▶ **Objectives**:
[a] From the car audio forum thread, write out the passage from "http://www.reaudio.com/speaker_box/LPort_Box_Calc.html" to "for most enthusiasts.", replacing "enthusiasts" with "hobbyists".
[b] Count the lines in the records that contain the string "white", and give only that number.

I'm seeing alot of Alt. questions, so hope this helped some.


----------



## IDINIEILIL

*Official CarAudio.com Upgrading The Big 3 Thread*

http://www.caraudio.com/forum/showthread.php?t=152355

*R.O.E. "Big 3" Thread*

http://forum.realmofexcursion.com/showthread.php?t=924


----------



## Brahma Brian

Not sure how accurate this is, but it may be useful...










http://www.reaudio.com/speaker_box/LPort_Box_Calc.html


----------



## S10laynframe

BORROWED FROM ANOTHER FORUM!
*"What matters" with regard to speaker specs, T/S specs, for the layman"*
--------------------------------------------------------------------------------
If you are looking to "get your feet wet", with understanding what the heck all these specs, figures, and numbers mean - my best advice is to NOT worry about the textbook definition of "what they mean" literally - there's really not much practical value in that for most enthusiasts.
Let's take a look instead at "what can I use these specs for, to understand this subwoofer better?" 
...and you may be surprised that with many of these specs, comparing them from one manufacturer to another is like compariing apples to oranges. 
So it pays to understand what questions to ask when you are looking at them, also. 
*Qms -*
A mechanical / pneumatic "quality" number that truthfully doesn't lend a great deal of insight to helping you choose a subwoofer for most applications.
It is affected by physical properties that you can look at more accurately (IMO) through other specs, such as moving mass (look at Mms), suspension compliance (look at Vas, or a Cms curve), etc.
*Qes -*
An electrical "quality" number... think of it instead as a good indicator of motor strength. Do you need a subwoofer with a strong motor? You might be surprised to learn that high strength isn't always a good thing. (hint: Look at EBP... or check out Qts. ) 
The smaller the number, the stronger the motor.
(also, the smaller the number, the smaller the enclosure, quite often - but it is just one factor in that equation )
*Qts -*
A calculated number, using Qes and Qms - for a "total quality" number. I sort of downplayed Qms's importance earlier... and even in this calculation, Qes so far outweighs Qms in this calculation, that Qts actually ends up quite close in value to Qes - and small adjustments to Qes affect Qts much more than even large adjustments to Qms would have. 
Anyway - this is an important one. One of the "main 3" you need to calculate enclosure size/type/performance. (along with Fs and Vas). 
Qts mainly can tell you what sort of application your subwoofer is compatible in:
High Qts value? Very compatible in a sealed enclosure.
Low Qts value? Very compatible in a vented enclosure.
Qts around 0.45 (middle of the road)? Design compromise to work OK in either, rather than outstanding in one and bad in the other.
It's very helpful that way.
*Fs - *
Resonant frequency. This is the frequency the subwoofer most easily resonates at - and in free air, has the highest impedence (actual resistance with a subwoofer varies both with frequency and enclosure - it's not just "4 ohms" or whatever - it may rise up over 40 ohms, in fact, at points!) at that frequency.
What it's useful for looking at is in judging how low a subwoofer can play.

▶ **Extracted data**:

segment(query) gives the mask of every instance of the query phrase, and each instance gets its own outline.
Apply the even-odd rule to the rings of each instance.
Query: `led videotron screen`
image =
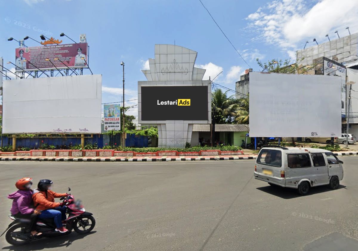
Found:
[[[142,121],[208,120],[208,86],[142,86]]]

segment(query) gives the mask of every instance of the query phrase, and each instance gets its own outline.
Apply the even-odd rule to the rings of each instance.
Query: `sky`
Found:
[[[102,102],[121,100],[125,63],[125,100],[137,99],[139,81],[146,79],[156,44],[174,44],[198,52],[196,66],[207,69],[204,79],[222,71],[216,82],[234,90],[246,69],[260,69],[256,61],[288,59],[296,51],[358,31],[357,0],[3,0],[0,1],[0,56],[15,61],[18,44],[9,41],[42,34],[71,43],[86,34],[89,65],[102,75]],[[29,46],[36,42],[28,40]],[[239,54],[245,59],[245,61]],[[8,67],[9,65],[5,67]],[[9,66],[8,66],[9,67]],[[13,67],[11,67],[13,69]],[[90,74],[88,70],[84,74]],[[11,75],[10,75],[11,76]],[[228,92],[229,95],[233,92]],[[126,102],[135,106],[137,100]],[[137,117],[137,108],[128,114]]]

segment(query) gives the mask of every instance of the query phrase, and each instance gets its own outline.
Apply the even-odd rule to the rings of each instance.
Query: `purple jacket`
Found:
...
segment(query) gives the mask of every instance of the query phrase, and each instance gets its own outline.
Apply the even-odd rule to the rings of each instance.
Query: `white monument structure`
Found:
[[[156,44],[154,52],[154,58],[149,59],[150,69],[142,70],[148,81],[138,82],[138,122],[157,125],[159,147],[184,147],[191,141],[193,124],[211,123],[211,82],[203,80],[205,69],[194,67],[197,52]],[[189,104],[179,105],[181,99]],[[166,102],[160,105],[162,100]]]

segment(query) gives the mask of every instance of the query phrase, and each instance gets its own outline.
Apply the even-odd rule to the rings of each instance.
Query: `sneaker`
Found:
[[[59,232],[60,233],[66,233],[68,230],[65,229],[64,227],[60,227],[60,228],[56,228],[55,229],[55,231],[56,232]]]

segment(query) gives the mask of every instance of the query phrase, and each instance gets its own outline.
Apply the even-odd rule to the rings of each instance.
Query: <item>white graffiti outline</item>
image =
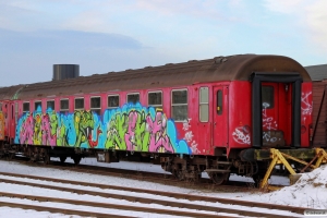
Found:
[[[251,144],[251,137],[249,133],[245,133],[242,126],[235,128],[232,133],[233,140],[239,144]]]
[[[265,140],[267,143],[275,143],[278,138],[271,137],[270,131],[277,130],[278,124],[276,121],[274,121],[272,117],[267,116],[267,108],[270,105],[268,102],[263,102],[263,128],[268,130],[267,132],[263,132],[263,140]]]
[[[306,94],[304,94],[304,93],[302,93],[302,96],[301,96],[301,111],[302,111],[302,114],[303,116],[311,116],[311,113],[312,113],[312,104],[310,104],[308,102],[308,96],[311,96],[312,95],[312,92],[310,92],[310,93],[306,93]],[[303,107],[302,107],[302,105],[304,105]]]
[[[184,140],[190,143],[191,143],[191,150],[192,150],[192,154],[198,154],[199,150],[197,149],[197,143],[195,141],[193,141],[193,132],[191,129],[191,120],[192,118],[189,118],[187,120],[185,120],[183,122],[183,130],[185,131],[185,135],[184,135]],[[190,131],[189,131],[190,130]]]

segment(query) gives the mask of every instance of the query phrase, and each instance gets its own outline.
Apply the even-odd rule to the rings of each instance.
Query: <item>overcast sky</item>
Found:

▶ **Task-by-task outputs**:
[a]
http://www.reaudio.com/speaker_box/LPort_Box_Calc.html


----------



## S10laynframe

BORROWED FROM ANOTHER FORUM!
*"What matters" with regard to speaker specs, T/S specs, for the layman"*
--------------------------------------------------------------------------------
If you are looking to "get your feet wet", with understanding what the heck all these specs, figures, and numbers mean - my best advice is to NOT worry about the textbook definition of "what they mean" literally - there's really not much practical value in that for most hobbyists.

[b] 2